- [ACTION ITEM] Scan the entries and copy each line where the word "dark" is present.

- [Records from a dataset]
= Beginning of Section =

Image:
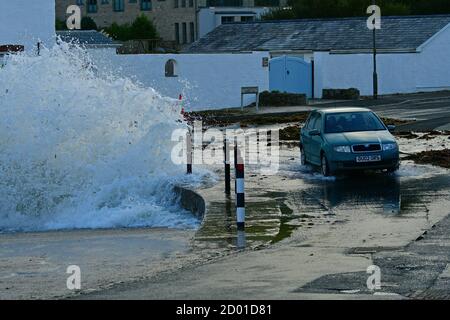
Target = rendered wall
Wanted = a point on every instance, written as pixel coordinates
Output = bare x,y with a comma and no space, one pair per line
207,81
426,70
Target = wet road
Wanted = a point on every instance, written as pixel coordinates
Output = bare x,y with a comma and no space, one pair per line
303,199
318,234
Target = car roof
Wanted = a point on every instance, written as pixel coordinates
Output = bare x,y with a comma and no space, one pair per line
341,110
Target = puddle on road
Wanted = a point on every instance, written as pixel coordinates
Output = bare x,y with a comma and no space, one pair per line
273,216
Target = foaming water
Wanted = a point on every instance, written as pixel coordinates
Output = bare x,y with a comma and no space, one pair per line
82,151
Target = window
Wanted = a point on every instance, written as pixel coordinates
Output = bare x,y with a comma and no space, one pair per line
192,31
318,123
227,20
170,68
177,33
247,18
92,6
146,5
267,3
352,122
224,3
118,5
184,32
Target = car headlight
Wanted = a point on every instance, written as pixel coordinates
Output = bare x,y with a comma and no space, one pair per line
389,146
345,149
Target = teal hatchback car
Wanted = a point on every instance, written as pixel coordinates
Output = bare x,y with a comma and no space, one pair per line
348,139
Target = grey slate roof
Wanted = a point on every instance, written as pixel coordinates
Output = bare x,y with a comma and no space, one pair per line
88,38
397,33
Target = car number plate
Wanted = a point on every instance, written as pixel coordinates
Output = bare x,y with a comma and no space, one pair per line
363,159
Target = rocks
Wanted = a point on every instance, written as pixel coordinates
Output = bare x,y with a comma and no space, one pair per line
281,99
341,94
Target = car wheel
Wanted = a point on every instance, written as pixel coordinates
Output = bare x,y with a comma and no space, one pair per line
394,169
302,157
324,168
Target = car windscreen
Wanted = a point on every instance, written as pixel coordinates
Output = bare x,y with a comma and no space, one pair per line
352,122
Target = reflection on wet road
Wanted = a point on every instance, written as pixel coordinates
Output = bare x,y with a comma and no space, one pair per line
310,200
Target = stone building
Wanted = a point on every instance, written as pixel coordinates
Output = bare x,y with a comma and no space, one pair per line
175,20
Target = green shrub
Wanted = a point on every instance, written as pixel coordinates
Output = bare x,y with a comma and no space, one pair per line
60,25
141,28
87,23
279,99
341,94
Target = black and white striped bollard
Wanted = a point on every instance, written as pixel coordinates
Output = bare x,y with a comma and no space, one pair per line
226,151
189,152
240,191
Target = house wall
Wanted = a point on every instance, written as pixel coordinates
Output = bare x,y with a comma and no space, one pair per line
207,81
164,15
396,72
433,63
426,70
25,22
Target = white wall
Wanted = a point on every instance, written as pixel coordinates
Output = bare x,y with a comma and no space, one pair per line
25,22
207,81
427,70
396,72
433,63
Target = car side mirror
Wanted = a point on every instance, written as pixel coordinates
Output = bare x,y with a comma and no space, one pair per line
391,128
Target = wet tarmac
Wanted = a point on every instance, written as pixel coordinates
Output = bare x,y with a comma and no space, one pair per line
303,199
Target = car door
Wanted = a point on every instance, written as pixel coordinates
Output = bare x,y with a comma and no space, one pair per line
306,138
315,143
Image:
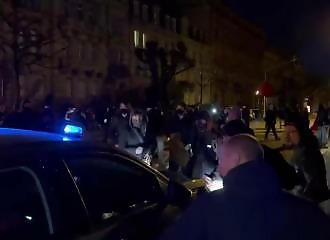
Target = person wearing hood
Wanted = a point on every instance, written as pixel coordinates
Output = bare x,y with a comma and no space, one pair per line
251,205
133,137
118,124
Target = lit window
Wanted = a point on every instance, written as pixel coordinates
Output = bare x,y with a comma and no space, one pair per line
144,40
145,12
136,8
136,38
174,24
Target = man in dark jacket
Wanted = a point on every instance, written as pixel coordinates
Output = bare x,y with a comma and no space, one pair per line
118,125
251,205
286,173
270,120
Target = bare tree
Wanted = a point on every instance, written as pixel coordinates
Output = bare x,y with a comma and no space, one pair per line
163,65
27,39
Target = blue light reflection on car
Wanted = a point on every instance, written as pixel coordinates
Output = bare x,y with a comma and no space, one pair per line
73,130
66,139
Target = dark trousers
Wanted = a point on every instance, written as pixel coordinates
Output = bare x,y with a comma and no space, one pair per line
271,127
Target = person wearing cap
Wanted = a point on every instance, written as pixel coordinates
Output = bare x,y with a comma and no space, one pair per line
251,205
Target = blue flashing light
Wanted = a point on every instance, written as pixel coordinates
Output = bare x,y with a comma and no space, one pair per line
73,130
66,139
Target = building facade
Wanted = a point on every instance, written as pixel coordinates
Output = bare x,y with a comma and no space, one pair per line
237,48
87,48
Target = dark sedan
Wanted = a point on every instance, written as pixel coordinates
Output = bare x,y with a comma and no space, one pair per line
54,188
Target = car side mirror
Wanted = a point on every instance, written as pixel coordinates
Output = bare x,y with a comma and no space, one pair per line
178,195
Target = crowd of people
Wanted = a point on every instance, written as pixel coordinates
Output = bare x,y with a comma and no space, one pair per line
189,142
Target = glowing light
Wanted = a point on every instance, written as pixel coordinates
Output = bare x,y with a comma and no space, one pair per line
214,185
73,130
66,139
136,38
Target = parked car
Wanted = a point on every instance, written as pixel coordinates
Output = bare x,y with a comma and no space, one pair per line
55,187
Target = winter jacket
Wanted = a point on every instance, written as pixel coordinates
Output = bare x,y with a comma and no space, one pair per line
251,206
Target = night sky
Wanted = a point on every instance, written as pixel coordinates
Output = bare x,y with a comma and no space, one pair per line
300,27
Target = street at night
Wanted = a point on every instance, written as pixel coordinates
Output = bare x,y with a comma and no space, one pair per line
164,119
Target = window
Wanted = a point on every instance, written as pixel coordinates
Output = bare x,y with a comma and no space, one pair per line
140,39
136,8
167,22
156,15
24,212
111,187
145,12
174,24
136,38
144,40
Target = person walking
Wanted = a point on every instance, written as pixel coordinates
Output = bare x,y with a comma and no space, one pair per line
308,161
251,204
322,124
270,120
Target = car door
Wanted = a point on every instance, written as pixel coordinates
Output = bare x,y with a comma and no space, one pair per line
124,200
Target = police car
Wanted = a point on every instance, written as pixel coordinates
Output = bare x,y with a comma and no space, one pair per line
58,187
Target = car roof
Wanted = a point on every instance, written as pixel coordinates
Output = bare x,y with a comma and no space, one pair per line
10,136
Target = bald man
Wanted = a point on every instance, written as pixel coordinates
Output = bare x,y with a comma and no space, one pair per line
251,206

= End of Section =

- [RESPONSE TO THE EXERCISE]
Target = man in dark jacket
Target = dark trousers
Target = dark sedan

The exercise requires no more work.